# [WHAT YOU HAVE TO DO]
State only the number of lines in the data below that contain the string "balcony". Matches must have the same letter case.

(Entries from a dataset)

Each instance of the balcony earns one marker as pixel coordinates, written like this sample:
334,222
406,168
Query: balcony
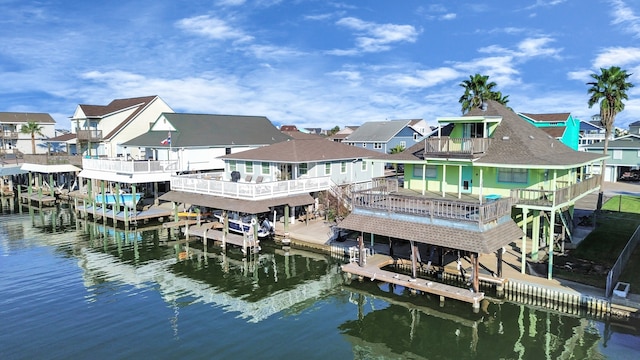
9,135
560,197
89,135
426,206
455,147
208,184
131,167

# [SOLUTION FOR THIS TASK]
2